• [Requirement]: Copy the entries below word for word, starting at the line that contains "Exercise. Mark the rifle" and ending with the last line of the entries.

• [Supplied material]:

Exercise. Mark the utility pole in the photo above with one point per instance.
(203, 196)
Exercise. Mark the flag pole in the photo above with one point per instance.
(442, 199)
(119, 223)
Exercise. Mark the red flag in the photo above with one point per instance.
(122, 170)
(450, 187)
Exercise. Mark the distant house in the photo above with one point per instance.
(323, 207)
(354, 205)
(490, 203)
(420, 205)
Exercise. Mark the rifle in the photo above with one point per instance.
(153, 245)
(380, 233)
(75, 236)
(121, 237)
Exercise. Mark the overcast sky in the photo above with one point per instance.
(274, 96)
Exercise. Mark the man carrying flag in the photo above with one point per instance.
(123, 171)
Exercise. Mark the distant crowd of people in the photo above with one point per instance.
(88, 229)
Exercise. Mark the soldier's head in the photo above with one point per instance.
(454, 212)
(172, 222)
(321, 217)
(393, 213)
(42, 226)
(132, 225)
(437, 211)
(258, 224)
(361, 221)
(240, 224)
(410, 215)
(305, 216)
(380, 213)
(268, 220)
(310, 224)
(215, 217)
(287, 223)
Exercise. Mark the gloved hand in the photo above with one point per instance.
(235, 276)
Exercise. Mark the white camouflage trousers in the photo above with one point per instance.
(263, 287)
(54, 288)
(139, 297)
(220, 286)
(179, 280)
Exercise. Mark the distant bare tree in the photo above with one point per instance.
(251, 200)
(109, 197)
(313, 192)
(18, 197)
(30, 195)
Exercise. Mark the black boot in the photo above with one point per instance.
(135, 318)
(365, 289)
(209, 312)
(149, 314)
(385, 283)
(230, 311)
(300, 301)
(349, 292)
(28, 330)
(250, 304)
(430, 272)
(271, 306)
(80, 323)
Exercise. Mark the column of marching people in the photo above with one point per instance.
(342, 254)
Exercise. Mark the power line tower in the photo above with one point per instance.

• [Solution for this problem]:
Exercise. Mark the rifle in the photo above with one point per instance.
(153, 245)
(380, 233)
(75, 236)
(121, 237)
Exercise. Mark the overcast sky in the photo above with one point per instance.
(274, 96)
Exercise. Mark the man carrying flag in the photo above with one point per instance.
(123, 171)
Exercise. Mark the distant crowd of people in the photo above with one point per instance.
(88, 229)
Exercise. Mark the soldier's head in the photo above with one point per instance.
(454, 212)
(172, 222)
(321, 217)
(393, 213)
(42, 226)
(132, 225)
(437, 211)
(258, 224)
(361, 221)
(240, 224)
(410, 215)
(305, 216)
(380, 213)
(268, 220)
(310, 224)
(215, 217)
(287, 223)
Exercise. Mark the gloved hand in the photo above with one point per instance.
(235, 276)
Exercise. Mark the white camouflage trousers in the photo above with one point per instance.
(263, 287)
(54, 288)
(139, 297)
(220, 286)
(179, 280)
Exercise. Mark the distant bare tree in the photo above with one point per instance.
(251, 200)
(109, 197)
(313, 192)
(18, 197)
(30, 195)
Exercise. Mark the black boot in the photo above with one point per instance.
(135, 318)
(365, 289)
(209, 312)
(149, 314)
(385, 283)
(230, 311)
(300, 301)
(349, 292)
(28, 330)
(250, 304)
(430, 272)
(271, 306)
(80, 323)
Exercise. Mark the column of marching people in the photo above with one point per instance.
(342, 254)
Exercise. Mark the power line tower in the photo above with one point per instance.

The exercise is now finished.